**DOCUMENT SEGMENT:**
==============================
Over the last years, while interviewing state Medicaid directors and local health officials, we’ve heard that the use of electronic health records has the potential to be a great cost saver for governments. They let doctors from different departments or different hospitals easily work together with the same records with far less costly human intervention. Though there's a lot of potential here, the vision for what can be ultimately accomplished falls short in the implementation.
We’ve heard many doctors -- both journalistic sources and personal contacts -- complain about the negative effects of this technology. Among the issues most obvious to patients are delays from frozen screens and missing digital records. During our own experience with doctors at New York City hospitals, health-care providers told us repeatedly to carry our own medical records in old-fashioned manila folders in case the digital transfer didn’t materialize. When hospitals merge, the problems just get worse.
The painful technological transformation of medicine is elegantly portrayed by Robert Wachter in Digital Doctor: Hope, Hype and Harm at the Dawn of Medicine’s Computer Age. We foraged in the well-documented, persuasive book and then chatted with the doctor in order to better understand his ideas.
As he told us: “I don’t think policymakers have done a good enough job of assessing how their policies are impacting front-line clinicians and patients. No one is smart enough to figure out all the speed bumps that will occur. There are always unintended consequences.”
==============================
**DATA TO EXAMINE:**
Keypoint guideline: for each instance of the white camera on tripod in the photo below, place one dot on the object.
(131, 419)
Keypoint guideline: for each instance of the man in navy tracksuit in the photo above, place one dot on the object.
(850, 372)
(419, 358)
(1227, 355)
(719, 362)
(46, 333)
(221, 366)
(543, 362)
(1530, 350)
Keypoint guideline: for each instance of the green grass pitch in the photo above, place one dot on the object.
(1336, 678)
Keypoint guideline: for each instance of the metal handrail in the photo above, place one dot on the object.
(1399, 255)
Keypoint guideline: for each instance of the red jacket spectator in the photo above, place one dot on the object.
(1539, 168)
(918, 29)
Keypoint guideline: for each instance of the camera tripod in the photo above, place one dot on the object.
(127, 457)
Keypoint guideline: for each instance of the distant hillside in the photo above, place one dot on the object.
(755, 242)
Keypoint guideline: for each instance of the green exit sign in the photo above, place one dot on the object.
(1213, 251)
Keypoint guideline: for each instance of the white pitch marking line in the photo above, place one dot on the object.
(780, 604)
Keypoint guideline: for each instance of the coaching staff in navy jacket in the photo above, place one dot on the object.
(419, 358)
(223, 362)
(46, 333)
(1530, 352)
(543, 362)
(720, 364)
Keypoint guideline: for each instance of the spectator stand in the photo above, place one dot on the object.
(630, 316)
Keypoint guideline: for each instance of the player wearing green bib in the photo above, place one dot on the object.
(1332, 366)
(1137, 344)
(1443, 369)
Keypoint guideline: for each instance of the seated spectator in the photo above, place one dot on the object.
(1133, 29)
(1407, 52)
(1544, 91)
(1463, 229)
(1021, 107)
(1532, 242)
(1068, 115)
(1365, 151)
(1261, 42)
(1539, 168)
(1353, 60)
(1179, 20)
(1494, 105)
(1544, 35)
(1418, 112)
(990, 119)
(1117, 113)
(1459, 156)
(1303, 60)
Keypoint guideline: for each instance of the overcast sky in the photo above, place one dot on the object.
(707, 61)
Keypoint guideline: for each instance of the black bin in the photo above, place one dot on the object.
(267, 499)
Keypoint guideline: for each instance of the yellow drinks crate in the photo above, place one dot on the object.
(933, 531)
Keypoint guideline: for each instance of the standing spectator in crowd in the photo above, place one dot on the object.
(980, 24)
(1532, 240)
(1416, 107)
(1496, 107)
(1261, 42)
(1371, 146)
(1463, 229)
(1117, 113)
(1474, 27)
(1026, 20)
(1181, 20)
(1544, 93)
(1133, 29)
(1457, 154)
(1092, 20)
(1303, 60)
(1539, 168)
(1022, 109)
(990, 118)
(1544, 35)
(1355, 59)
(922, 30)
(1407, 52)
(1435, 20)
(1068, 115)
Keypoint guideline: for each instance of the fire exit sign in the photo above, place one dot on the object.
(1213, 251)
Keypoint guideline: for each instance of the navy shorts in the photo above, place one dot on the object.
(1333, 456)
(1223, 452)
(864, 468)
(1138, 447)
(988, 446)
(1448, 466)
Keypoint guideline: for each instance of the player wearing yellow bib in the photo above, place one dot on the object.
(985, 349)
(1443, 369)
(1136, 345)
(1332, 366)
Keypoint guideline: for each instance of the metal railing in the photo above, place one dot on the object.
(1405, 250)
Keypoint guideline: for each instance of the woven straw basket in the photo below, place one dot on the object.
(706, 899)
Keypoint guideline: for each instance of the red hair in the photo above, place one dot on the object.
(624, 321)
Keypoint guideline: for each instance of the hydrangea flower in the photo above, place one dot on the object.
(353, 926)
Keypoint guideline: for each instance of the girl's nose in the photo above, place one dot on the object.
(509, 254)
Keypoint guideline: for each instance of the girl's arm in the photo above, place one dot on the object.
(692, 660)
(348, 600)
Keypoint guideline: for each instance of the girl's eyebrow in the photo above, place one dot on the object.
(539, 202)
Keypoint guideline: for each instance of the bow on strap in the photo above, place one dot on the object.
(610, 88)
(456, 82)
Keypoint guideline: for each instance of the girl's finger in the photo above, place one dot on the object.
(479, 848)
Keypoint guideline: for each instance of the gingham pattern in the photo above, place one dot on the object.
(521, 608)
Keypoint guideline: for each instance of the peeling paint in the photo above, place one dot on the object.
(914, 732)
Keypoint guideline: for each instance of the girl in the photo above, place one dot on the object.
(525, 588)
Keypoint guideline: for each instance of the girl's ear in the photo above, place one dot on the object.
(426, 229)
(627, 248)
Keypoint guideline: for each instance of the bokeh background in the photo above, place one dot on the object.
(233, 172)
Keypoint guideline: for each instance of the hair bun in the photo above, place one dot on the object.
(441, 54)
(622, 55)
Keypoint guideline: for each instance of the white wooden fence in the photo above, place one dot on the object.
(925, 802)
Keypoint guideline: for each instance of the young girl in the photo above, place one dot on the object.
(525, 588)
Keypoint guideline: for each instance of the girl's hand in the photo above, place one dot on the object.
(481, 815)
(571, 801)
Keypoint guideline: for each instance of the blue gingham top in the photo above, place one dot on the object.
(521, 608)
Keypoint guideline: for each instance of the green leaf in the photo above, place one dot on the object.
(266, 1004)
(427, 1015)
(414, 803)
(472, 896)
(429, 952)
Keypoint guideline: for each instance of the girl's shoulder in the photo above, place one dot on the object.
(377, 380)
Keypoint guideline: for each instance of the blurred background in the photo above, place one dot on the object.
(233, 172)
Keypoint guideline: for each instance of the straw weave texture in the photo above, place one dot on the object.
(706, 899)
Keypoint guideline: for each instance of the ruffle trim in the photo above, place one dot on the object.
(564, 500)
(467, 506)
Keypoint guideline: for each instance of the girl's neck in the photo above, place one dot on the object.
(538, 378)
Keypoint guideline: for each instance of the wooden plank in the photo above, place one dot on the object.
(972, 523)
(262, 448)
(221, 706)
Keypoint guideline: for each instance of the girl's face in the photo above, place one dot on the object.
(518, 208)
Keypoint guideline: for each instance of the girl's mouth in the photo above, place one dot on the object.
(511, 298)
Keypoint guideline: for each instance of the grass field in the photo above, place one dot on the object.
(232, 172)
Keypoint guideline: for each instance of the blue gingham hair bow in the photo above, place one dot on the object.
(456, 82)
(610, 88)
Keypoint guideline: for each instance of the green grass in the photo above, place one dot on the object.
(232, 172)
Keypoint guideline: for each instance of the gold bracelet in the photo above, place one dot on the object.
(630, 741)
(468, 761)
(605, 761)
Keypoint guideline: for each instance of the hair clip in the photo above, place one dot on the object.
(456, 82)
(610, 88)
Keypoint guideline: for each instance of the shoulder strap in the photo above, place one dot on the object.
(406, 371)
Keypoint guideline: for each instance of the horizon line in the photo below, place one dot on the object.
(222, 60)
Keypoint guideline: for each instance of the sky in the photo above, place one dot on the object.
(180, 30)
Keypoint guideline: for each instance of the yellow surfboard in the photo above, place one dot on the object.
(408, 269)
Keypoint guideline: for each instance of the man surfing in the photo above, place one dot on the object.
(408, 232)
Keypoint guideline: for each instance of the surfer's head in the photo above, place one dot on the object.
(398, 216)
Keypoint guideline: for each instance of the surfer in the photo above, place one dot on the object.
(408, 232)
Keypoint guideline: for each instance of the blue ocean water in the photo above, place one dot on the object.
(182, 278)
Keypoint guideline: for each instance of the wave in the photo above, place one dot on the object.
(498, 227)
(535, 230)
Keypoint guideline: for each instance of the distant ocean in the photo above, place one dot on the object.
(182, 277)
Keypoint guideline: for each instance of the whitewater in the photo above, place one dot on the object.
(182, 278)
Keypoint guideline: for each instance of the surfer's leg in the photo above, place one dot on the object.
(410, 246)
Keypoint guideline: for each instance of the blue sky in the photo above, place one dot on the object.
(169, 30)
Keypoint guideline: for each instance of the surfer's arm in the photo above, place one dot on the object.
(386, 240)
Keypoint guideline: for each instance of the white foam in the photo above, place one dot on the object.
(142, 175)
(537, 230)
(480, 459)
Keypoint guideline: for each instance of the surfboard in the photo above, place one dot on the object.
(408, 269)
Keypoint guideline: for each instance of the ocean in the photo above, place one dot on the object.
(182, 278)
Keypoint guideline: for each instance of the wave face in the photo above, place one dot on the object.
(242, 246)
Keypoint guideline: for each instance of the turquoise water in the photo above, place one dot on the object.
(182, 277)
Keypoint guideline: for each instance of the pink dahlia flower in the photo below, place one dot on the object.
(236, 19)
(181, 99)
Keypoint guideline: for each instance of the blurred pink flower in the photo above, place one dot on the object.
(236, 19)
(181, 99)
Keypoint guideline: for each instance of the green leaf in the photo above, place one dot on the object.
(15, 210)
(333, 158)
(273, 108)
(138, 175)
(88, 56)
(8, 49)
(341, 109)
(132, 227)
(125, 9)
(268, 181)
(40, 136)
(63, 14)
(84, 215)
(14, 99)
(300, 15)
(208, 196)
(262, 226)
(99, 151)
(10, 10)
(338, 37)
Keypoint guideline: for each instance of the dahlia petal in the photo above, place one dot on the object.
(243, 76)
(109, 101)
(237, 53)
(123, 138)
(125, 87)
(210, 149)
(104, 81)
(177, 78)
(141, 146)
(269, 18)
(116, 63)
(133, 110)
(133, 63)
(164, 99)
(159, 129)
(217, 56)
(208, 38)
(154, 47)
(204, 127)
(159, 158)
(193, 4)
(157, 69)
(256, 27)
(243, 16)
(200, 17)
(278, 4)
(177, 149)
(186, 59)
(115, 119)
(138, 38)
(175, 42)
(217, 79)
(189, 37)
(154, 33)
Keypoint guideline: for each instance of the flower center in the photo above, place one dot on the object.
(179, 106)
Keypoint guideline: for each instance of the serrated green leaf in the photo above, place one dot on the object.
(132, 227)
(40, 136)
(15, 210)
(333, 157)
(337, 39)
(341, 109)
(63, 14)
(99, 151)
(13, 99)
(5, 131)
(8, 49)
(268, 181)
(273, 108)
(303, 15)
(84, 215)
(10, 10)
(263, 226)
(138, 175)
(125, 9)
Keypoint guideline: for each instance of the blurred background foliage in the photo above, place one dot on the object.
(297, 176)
==============================
**DESCRIPTION OF THE TASK:**
Answer these from the piece on electronic health records:
1. Whom were the writers interviewing when they heard that electronic health records could save governments money?
2. What did health-care providers at New York City hospitals tell the writers to carry?
3. What is the full title of Robert Wachter's book?

**ANSWER SECTION:**
1. State Medicaid directors and local health officials.
2. Their own medical records in old-fashioned manila folders.
3. Digital Doctor: Hope, Hype and Harm at the Dawn of Medicine's Computer Age.